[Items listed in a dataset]
§ §

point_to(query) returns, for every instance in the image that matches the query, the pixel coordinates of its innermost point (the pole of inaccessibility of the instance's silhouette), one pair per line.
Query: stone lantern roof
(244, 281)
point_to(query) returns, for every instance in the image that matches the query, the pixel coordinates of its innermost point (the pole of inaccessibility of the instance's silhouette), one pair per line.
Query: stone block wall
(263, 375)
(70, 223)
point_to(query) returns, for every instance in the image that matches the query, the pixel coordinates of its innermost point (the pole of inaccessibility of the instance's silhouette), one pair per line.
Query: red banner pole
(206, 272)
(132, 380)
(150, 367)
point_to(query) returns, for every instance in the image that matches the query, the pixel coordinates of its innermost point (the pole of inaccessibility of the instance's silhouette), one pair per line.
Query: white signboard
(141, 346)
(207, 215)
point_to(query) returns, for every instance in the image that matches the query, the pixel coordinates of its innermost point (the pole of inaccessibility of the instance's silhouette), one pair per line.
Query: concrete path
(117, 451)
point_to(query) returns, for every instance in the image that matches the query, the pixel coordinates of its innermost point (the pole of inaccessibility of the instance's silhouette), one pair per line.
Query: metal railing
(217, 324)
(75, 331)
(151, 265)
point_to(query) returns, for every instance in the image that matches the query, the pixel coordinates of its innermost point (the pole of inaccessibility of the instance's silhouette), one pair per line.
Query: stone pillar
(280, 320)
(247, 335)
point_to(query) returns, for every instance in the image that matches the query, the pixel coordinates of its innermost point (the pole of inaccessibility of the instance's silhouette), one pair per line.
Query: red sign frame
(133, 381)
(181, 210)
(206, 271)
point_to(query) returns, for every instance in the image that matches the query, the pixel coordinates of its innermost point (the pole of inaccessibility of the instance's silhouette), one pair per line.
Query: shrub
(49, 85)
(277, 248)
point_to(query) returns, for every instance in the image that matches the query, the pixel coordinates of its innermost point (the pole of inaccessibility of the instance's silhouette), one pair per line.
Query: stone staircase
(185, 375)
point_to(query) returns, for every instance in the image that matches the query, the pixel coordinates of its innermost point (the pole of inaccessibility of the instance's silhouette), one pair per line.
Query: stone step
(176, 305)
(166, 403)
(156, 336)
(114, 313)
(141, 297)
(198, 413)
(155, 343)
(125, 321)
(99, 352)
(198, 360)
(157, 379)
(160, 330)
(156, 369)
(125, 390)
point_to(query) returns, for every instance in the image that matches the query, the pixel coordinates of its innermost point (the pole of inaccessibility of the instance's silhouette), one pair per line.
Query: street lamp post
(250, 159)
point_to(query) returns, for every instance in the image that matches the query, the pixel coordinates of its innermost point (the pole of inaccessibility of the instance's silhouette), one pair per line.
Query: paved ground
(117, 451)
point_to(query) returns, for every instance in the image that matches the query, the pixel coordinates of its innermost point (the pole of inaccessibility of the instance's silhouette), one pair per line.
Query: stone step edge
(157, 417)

§ §

**Try it**
Look for "Query: stone staircase" in the records. Write out its line and every later line through the end exactly, with nothing more.

**Exercise output**
Query: stone staircase
(185, 375)
point_to(query) returns, for every instance in the image that matches the query, the pixel coordinates of its innermost point (the pole of inaccessibility of the instance's silhouette), one pair per line.
Query: stone step
(176, 305)
(166, 403)
(156, 336)
(114, 313)
(141, 297)
(198, 413)
(155, 343)
(125, 321)
(99, 352)
(198, 360)
(157, 379)
(160, 330)
(156, 369)
(125, 390)
point_to(query) returns, for every instance in the image that matches the query, the pixel coordinates of its innermost point (the pole of inaccessibility of the instance's silhouette), one pair per line.
Query: street lamp post
(250, 159)
point_to(query) returns, for every instance in the image that matches the query, the pixel coordinates of its innermost point (the pole of inaccessibility of the instance's silhouette), one pair per line.
Query: paved ground
(117, 451)
point_to(query) returns, for every instance in the image that matches the query, the pixel coordinates of its innermost point (the pole of inaccessibility of the instance's silhouette), one pair per line.
Query: stone step edge
(157, 417)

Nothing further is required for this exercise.